*Exercise directions*: Rewrite the stretch from the start of the listing through the line containing "[182, 121, 271, 163]", both ends included, requests and all. Adjust every bounding-box coordinate in the answers by -70, and leave the requests and their sample box as they are.

[start of Supplied data]

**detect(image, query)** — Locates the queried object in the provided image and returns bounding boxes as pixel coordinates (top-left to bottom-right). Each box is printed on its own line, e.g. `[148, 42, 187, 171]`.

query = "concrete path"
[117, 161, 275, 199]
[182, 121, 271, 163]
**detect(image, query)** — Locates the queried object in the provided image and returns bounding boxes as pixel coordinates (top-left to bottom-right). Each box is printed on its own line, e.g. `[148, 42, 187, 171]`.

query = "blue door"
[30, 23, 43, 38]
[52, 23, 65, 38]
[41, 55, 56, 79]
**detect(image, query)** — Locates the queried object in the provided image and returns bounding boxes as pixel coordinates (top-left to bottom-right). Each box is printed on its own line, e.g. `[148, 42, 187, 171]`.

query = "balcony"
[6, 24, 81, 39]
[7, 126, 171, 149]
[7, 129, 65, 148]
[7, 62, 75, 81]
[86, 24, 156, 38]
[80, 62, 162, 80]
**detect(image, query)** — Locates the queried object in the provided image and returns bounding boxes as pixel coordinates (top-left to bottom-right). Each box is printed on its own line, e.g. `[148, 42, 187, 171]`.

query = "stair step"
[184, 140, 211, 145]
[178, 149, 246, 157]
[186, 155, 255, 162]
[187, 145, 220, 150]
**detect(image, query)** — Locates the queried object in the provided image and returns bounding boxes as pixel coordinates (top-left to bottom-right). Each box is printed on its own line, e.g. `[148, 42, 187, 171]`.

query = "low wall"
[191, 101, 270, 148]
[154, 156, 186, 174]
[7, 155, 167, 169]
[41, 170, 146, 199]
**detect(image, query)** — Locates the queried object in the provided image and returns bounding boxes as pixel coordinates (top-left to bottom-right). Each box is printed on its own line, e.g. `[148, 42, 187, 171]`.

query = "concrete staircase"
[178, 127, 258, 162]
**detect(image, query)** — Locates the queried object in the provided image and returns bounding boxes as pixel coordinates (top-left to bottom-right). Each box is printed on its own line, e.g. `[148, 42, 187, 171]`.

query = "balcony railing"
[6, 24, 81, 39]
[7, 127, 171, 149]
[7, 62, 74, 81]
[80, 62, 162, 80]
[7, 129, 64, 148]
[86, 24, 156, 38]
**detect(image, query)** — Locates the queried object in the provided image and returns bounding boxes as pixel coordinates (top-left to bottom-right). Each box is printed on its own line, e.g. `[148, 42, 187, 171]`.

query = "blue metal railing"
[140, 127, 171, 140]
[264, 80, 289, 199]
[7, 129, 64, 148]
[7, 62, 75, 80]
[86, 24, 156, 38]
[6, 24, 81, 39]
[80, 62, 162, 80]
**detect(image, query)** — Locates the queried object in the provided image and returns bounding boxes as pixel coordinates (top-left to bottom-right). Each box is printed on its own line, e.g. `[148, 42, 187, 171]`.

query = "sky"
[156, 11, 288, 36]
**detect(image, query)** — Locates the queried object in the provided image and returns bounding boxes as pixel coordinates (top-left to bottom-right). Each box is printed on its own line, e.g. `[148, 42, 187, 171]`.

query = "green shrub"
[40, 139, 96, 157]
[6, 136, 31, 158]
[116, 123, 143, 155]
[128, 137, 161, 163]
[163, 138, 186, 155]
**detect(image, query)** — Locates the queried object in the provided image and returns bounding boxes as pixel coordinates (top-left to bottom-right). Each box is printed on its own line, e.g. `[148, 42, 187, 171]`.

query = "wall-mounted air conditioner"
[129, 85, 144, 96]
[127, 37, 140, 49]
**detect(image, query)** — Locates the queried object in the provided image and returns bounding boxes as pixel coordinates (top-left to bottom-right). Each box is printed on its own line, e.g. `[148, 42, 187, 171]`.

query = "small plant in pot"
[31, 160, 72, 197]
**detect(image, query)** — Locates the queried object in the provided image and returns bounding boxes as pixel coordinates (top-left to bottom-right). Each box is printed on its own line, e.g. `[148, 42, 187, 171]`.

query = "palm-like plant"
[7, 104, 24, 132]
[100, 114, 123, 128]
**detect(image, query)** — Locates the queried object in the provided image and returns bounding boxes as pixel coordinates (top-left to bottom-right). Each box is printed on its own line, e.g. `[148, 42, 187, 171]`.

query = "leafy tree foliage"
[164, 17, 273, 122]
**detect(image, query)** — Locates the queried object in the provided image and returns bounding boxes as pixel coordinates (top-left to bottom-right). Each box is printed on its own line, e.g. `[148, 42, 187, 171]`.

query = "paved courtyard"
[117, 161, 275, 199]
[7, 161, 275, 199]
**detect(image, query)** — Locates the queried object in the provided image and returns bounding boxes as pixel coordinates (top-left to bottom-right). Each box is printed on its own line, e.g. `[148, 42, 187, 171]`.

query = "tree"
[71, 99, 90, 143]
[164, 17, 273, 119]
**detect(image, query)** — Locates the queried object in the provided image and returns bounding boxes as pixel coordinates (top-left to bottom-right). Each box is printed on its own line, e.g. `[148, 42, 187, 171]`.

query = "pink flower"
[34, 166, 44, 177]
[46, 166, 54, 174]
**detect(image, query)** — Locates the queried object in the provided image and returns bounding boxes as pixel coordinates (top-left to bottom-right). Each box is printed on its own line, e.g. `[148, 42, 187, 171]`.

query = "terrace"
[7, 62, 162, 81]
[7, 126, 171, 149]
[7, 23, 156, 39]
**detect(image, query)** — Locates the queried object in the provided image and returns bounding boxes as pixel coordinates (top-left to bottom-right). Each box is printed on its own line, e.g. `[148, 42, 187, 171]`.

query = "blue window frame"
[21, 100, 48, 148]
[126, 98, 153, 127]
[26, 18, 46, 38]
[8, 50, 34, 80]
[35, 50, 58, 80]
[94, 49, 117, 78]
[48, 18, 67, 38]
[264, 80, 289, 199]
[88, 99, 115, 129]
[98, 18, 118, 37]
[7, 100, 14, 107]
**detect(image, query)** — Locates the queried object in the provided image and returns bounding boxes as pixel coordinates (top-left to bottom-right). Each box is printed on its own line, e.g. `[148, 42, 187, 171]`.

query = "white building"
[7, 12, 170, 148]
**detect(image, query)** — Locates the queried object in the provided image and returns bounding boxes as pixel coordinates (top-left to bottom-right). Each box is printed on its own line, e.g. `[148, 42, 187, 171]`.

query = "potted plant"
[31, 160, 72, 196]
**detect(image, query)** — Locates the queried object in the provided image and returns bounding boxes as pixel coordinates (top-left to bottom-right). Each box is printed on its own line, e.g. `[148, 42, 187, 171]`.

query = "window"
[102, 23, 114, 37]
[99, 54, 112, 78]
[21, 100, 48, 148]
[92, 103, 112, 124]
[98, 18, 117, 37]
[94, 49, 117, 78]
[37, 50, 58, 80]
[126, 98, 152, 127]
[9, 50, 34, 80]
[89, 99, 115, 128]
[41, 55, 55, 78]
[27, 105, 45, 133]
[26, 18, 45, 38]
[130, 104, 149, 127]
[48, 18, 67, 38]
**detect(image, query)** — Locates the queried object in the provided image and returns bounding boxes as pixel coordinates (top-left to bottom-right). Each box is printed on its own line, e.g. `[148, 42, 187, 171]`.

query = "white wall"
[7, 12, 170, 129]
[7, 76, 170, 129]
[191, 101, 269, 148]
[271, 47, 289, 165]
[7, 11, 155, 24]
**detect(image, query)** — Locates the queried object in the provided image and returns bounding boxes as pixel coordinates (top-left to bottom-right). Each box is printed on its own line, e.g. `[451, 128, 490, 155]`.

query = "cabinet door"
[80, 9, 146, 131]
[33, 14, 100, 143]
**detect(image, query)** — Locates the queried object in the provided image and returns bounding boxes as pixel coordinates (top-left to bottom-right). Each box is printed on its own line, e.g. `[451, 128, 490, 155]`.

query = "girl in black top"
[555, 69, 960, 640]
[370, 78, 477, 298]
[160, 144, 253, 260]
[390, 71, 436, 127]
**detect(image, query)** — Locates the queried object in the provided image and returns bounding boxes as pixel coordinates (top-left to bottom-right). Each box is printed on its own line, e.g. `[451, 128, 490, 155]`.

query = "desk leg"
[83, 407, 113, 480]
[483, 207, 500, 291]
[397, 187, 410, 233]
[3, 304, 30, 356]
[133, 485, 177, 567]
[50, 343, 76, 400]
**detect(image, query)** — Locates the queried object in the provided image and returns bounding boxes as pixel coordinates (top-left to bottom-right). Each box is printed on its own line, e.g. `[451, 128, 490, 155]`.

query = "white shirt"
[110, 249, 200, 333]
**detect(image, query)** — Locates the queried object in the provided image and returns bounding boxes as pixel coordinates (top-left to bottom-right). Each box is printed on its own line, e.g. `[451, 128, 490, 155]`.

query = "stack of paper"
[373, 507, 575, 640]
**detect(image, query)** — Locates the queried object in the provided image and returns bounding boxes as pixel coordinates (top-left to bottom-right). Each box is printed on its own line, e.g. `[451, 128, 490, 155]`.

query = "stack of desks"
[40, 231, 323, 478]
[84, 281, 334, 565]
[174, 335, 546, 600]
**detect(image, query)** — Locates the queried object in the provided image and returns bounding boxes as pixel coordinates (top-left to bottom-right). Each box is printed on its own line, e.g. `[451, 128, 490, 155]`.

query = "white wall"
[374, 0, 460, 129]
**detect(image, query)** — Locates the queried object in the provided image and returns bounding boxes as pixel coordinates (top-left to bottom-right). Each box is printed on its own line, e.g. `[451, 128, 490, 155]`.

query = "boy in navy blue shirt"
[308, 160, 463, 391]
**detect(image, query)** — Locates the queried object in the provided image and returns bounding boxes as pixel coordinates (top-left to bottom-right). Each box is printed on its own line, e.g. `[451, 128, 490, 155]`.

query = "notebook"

[end of Supplied data]

*Finished task*:
**detect(image, query)** — Locates the queried object in the provided image and returns bounding boxes as pixel coordinates (top-left to bottom-right). Each box is printed on its own line, e.g. `[148, 42, 187, 171]`.

query = "concrete path"
[47, 91, 205, 129]
[112, 51, 201, 93]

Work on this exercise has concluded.